**** Excerpted records

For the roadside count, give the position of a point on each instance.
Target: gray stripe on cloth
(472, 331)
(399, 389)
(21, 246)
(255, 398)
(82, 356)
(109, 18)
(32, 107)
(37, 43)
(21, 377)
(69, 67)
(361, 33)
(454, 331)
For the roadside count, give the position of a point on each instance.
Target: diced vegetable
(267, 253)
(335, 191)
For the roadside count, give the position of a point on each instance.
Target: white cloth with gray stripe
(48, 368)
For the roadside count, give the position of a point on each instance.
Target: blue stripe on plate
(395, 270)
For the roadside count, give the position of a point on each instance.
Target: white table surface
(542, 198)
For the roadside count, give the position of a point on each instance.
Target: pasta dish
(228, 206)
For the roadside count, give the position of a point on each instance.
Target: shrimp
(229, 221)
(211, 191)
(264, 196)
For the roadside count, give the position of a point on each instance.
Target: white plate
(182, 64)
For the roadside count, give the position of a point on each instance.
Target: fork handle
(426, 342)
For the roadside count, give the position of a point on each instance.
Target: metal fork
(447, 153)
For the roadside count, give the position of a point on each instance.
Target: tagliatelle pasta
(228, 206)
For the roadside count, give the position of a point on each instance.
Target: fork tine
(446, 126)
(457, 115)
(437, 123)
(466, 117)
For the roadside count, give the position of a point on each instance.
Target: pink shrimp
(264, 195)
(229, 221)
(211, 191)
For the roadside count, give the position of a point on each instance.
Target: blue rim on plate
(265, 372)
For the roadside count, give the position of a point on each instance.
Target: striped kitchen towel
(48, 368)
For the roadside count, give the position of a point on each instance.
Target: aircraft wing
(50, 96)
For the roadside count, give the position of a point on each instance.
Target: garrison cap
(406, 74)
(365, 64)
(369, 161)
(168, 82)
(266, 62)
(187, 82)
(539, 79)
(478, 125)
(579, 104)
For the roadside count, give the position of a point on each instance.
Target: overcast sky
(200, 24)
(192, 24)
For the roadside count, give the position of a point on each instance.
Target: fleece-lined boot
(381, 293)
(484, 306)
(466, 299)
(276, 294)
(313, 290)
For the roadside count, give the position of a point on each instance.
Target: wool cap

********

Write out the data above once more, exactly as it reads.

For the roadside count, give the position of a point on each instance.
Target: gray stripe on cloth
(472, 331)
(399, 389)
(21, 246)
(255, 398)
(82, 356)
(109, 18)
(32, 107)
(37, 43)
(21, 377)
(69, 67)
(361, 33)
(454, 331)
For the roadside count, give the position of a point on each instance.
Target: diced vegetable
(267, 253)
(335, 191)
For the roadside count, give the position of a point on each instance.
Target: white cloth with gray stripe
(48, 368)
For the roadside count, give the position of a point on each instance.
Target: blue stripe on plate
(395, 270)
For the roadside count, give the position of a point on each instance.
Target: white table surface
(542, 198)
For the roadside count, give the position of a point on each instance.
Target: pasta dish
(228, 206)
For the roadside count, give the position of a point on each instance.
Target: shrimp
(229, 221)
(211, 191)
(264, 196)
For the roadside count, give the position of a point on each instance.
Target: white plate
(182, 64)
For the roadside count, give the position of a point on each instance.
Target: fork handle
(426, 342)
For the roadside count, give the position of a point on each instance.
Target: metal fork
(447, 153)
For the roadside count, give the position of a point on each instance.
Target: tagliatelle pasta
(228, 206)
For the roadside count, give the position of a point on each instance.
Target: fork tine
(446, 126)
(457, 115)
(437, 123)
(466, 117)
For the roadside count, give the position of a point on each instance.
Target: pink shrimp
(264, 195)
(229, 221)
(211, 191)
For the roadside count, give the position of a point on each instance.
Target: blue rim on plate
(265, 372)
For the roadside count, give the position of a point on each instance.
Target: striped kitchen towel
(48, 368)
For the roadside count, give the position of a point on each instance.
Target: aircraft wing
(50, 96)
For the roadside count, give the position of a point on each instance.
Target: garrison cap
(406, 74)
(365, 64)
(369, 161)
(168, 82)
(266, 62)
(187, 82)
(539, 79)
(478, 125)
(579, 104)
For the roadside count, give the position of a point on each instance.
Target: overcast sky
(200, 24)
(192, 24)
For the roadside count, give the position of a point on each instance.
Target: fleece-lined boot
(381, 293)
(484, 306)
(466, 299)
(276, 294)
(313, 290)
For the roadside count, give the position of a point on each instance.
Target: wool cap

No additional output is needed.